# VOTRE TÂCHE:
Indiquez combien de lignes des items contiennent la chaîne « logo ». Donnez seulement ce nombre.

# DONNÉES FOURNIES:
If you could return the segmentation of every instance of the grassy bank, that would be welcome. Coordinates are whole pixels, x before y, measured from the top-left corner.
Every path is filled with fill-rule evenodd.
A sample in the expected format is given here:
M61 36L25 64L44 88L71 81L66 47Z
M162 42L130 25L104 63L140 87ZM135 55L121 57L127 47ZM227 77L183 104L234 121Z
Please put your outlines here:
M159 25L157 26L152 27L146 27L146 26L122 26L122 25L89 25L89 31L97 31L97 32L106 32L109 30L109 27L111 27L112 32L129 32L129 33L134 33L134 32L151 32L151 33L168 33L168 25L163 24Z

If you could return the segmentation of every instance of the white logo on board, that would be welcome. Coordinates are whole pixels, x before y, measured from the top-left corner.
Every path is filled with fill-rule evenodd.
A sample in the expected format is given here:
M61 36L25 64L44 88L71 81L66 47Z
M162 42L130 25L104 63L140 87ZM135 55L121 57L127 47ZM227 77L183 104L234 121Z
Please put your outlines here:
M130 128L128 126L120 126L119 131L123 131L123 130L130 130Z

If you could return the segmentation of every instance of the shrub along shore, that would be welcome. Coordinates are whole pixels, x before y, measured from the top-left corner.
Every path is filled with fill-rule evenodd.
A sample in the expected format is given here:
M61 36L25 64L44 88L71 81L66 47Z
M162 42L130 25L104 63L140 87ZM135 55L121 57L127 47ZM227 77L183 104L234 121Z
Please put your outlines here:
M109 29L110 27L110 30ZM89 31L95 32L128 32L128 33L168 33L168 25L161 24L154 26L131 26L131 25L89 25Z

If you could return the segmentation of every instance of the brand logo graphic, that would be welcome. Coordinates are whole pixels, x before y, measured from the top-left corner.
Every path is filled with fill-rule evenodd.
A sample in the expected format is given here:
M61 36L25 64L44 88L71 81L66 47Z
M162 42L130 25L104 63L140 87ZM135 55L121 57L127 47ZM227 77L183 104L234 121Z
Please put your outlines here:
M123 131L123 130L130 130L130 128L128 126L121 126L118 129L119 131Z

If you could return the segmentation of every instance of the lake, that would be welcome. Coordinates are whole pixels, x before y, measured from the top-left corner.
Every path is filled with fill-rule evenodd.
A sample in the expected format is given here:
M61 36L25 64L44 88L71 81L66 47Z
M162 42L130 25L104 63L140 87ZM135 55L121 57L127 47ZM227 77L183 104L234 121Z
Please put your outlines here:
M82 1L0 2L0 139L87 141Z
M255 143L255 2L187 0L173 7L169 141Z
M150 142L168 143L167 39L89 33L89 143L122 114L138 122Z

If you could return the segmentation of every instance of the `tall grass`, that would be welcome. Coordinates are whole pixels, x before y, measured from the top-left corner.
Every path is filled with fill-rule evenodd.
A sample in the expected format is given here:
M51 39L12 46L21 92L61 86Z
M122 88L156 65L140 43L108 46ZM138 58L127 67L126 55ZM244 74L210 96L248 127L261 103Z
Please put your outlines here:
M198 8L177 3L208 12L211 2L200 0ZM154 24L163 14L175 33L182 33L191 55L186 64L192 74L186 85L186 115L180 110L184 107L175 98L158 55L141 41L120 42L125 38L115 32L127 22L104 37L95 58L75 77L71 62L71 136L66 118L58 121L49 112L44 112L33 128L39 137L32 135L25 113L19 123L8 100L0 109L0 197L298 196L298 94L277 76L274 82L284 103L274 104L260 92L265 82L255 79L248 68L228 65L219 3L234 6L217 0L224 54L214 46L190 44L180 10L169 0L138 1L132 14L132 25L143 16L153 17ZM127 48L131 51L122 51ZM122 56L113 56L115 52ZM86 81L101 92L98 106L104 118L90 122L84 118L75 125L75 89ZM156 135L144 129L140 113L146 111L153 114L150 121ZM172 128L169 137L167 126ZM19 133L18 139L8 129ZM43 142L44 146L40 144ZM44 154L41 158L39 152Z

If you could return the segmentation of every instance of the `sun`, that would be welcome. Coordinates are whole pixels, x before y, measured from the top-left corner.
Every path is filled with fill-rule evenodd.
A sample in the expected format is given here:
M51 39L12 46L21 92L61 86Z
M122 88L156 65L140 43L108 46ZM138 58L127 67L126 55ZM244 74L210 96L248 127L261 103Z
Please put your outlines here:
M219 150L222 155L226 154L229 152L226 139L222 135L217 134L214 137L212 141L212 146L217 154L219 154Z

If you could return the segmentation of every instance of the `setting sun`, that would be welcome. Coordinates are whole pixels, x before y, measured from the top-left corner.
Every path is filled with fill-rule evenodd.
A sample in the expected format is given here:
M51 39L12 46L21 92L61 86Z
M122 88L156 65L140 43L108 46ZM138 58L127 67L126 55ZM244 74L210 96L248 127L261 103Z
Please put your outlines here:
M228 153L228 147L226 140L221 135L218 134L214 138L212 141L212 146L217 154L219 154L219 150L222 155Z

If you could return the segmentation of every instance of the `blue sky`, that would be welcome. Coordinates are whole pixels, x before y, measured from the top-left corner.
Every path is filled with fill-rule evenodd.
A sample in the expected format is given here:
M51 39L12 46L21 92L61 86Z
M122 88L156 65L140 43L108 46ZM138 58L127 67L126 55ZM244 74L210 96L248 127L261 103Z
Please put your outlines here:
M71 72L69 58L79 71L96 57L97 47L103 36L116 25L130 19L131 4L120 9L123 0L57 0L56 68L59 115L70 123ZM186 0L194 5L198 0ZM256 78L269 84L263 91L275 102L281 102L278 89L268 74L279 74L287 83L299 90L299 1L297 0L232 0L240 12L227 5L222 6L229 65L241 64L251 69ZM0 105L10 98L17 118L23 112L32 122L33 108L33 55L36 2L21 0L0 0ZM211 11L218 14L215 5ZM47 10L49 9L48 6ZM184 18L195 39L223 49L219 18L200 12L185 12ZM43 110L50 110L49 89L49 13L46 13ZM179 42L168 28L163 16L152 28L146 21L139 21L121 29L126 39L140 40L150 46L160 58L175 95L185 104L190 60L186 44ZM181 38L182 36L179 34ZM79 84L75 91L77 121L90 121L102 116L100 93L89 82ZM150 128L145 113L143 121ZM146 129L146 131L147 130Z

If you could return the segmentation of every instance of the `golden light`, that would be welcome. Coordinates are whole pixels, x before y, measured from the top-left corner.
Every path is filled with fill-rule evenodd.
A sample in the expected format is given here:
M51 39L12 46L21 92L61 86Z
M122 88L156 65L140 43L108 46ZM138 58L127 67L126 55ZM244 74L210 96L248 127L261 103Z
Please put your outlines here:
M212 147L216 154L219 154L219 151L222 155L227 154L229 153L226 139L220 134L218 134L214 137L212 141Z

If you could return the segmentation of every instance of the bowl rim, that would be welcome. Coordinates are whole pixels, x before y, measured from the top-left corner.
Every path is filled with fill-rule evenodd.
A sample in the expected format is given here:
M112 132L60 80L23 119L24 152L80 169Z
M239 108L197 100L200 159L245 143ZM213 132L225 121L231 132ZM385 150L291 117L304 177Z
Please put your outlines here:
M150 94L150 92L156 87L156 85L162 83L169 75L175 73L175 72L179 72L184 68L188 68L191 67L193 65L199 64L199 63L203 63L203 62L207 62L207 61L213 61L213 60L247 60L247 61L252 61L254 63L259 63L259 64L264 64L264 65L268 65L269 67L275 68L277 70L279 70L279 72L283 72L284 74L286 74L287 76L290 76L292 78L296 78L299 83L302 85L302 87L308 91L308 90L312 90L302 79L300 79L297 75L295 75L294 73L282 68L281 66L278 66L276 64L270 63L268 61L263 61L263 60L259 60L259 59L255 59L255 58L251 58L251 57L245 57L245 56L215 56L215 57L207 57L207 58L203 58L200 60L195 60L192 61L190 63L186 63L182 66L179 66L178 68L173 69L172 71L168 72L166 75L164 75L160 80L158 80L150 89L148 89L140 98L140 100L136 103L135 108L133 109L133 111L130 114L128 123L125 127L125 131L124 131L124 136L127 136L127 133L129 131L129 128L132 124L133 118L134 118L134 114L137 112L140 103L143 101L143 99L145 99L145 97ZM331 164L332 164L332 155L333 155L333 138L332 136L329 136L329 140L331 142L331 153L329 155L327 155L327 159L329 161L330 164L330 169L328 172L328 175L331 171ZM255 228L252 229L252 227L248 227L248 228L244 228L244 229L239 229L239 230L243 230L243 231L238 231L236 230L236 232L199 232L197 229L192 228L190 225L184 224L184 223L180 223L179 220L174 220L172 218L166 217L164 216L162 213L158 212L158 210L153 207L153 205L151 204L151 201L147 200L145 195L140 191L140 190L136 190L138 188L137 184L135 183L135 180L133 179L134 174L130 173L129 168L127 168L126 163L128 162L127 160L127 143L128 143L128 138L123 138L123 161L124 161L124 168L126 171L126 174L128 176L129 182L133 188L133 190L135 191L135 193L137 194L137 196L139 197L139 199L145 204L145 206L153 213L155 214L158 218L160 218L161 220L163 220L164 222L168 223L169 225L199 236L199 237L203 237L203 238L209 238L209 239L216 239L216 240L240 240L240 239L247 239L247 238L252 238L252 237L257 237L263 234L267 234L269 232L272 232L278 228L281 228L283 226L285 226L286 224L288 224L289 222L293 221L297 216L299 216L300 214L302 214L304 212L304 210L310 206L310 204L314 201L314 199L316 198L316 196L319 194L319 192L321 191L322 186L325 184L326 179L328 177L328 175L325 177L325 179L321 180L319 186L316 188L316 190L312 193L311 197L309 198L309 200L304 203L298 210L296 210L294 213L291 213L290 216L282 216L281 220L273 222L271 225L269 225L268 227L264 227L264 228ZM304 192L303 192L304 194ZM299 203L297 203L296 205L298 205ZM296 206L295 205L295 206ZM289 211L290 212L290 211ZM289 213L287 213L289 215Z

# RÉPONSE:
2